* Given exercise *
Return every line in the entries below that contains the word "each". Matching is case-sensitive.

(Boundary labeling entries)
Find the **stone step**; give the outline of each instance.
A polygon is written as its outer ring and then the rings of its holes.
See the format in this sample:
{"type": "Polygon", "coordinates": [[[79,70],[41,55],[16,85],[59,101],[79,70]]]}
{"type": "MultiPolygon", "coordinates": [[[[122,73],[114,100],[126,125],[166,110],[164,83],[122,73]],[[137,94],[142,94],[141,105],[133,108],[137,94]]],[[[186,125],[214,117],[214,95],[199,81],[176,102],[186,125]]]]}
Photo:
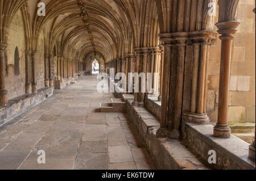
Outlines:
* * *
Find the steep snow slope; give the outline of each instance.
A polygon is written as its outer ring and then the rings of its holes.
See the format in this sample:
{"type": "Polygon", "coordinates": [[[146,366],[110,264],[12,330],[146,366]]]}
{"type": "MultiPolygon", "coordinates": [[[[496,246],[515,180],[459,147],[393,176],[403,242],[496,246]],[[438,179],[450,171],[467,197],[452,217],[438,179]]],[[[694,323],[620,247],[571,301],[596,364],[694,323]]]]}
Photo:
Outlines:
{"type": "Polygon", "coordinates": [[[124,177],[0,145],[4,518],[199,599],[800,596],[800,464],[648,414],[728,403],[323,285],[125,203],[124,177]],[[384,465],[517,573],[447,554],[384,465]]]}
==
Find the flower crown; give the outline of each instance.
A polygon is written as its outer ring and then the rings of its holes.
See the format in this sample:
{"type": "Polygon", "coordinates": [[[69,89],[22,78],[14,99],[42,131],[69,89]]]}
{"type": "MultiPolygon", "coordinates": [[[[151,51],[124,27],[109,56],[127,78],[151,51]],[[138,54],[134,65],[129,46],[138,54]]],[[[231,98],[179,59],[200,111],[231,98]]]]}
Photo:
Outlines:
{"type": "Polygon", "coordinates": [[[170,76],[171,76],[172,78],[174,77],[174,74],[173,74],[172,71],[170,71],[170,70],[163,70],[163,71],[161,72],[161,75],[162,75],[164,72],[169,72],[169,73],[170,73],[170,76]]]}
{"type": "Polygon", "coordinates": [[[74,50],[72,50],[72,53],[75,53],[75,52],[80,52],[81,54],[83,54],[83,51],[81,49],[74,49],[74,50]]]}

* Answer to the exercise *
Find the **stone step**; give the outline of each instance.
Find the steep snow slope; give the outline of each instance.
Find the flower crown; give the outline of each instance.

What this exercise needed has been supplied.